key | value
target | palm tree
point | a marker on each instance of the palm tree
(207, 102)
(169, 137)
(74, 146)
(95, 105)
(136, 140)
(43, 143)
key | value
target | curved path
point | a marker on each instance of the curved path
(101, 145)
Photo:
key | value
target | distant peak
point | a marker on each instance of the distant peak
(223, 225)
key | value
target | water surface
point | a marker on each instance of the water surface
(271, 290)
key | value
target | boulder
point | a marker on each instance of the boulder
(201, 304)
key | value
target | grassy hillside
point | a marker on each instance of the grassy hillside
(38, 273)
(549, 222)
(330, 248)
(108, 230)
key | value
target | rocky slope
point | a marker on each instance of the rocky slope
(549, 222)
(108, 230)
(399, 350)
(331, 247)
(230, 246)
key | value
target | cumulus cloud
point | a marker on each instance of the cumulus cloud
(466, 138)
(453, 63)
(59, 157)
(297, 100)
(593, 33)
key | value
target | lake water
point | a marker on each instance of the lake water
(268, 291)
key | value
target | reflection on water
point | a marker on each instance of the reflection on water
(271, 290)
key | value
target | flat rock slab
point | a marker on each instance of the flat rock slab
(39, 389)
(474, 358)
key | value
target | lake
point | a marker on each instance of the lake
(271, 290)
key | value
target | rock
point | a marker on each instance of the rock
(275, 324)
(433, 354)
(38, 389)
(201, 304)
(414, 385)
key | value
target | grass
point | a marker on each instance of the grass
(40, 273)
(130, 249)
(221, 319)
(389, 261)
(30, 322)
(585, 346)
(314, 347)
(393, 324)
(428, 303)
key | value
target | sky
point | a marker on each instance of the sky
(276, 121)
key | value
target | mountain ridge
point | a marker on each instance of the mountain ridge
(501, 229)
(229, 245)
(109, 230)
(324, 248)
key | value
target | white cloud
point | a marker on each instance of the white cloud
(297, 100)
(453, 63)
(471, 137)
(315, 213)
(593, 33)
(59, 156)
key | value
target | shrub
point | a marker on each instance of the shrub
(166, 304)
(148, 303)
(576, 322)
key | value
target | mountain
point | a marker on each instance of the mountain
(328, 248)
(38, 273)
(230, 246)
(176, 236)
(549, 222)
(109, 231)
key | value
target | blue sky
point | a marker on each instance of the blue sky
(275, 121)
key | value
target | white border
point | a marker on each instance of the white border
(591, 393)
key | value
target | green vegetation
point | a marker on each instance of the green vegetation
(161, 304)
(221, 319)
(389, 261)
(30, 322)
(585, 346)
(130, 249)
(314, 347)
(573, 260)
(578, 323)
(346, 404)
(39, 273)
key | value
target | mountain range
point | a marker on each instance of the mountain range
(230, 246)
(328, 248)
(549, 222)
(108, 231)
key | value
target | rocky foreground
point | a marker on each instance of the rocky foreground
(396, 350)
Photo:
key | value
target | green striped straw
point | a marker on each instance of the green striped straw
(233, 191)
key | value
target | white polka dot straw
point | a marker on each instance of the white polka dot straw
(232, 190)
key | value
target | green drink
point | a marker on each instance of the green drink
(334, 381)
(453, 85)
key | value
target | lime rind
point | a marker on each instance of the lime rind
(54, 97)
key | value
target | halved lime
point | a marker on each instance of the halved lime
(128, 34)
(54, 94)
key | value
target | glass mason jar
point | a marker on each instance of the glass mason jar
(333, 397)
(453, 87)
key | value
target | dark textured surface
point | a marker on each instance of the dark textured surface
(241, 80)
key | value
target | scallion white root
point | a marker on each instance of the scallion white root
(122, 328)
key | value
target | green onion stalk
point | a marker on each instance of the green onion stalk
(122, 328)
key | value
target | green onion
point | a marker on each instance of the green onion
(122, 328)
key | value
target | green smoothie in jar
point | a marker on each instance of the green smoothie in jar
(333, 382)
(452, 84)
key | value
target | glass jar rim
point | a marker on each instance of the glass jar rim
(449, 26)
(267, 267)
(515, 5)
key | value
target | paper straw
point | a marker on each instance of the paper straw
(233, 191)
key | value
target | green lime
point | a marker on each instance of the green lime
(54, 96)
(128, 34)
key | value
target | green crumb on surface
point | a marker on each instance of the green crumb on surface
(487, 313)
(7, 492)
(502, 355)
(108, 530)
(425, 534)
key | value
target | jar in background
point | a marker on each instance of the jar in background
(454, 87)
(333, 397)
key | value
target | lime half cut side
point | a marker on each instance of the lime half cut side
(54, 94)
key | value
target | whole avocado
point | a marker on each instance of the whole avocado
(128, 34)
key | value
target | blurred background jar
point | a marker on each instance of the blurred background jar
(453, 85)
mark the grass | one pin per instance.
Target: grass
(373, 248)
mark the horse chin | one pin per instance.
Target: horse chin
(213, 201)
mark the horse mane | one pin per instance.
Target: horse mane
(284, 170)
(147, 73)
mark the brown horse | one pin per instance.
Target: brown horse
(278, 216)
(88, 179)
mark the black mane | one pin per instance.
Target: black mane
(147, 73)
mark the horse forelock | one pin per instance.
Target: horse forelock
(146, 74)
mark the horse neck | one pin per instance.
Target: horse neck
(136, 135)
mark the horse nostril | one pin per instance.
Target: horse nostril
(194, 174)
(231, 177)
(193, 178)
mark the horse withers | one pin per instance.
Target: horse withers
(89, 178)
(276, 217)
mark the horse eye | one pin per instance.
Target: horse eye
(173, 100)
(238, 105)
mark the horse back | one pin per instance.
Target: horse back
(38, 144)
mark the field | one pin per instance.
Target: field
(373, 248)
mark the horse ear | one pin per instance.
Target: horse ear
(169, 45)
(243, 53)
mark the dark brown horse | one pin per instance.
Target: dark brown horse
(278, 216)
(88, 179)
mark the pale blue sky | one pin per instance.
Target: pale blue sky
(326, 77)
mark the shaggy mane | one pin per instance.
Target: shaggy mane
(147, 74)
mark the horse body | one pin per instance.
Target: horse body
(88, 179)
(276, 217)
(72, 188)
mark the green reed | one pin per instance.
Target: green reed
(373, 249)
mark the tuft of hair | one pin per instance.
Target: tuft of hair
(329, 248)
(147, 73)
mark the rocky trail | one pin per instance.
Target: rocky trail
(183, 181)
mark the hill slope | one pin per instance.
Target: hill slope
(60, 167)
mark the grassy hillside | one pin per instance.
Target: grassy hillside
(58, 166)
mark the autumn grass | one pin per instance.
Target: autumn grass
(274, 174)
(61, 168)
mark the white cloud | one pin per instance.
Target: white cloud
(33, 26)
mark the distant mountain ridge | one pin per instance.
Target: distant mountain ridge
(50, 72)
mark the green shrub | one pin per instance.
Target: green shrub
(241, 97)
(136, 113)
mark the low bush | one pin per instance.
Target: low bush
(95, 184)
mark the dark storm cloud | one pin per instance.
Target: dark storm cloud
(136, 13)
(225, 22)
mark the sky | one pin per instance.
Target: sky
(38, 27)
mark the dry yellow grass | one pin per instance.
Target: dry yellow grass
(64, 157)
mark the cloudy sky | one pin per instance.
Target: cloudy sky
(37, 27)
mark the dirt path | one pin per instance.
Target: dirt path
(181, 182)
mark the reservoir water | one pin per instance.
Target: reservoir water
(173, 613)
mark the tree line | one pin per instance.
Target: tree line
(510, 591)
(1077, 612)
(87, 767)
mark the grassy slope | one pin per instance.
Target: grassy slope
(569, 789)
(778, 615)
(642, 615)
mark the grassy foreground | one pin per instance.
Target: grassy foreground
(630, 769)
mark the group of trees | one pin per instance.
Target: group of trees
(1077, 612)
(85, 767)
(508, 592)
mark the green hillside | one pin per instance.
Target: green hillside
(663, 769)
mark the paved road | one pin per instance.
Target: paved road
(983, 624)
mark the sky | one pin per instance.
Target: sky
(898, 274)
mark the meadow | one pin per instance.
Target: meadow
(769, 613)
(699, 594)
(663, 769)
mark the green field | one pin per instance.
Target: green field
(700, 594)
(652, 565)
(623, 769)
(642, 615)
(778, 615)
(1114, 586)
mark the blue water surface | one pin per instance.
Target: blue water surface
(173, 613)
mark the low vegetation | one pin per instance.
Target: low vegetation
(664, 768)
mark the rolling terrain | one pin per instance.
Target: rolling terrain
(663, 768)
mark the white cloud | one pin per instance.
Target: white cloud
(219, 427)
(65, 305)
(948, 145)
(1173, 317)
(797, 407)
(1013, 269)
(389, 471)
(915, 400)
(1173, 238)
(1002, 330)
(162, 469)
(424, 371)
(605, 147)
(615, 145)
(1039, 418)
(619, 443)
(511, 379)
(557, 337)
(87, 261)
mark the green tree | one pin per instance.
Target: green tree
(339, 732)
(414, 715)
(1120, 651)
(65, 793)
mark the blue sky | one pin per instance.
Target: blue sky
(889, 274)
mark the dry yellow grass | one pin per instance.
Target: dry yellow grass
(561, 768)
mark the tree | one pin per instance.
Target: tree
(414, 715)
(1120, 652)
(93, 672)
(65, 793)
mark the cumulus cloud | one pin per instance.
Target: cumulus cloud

□ □ □ □ □ □ □

● **Short problem**: Which lines run from the one containing "mark the green tree | one pin per instance." to the end of the entries above? Quote exactly those, and only those.

● **Answer for the task**:
mark the green tree | one pin per instance.
Target: green tree
(339, 732)
(414, 715)
(1120, 651)
(65, 793)
mark the blue sky | one pin per instance.
Target: blue sky
(889, 274)
mark the dry yellow grass | one pin per instance.
Target: dry yellow grass
(561, 768)
mark the tree | one pin per instance.
Target: tree
(414, 715)
(1120, 652)
(93, 672)
(65, 793)
mark the cumulus cloud | one pin per instance.
Target: cumulus cloud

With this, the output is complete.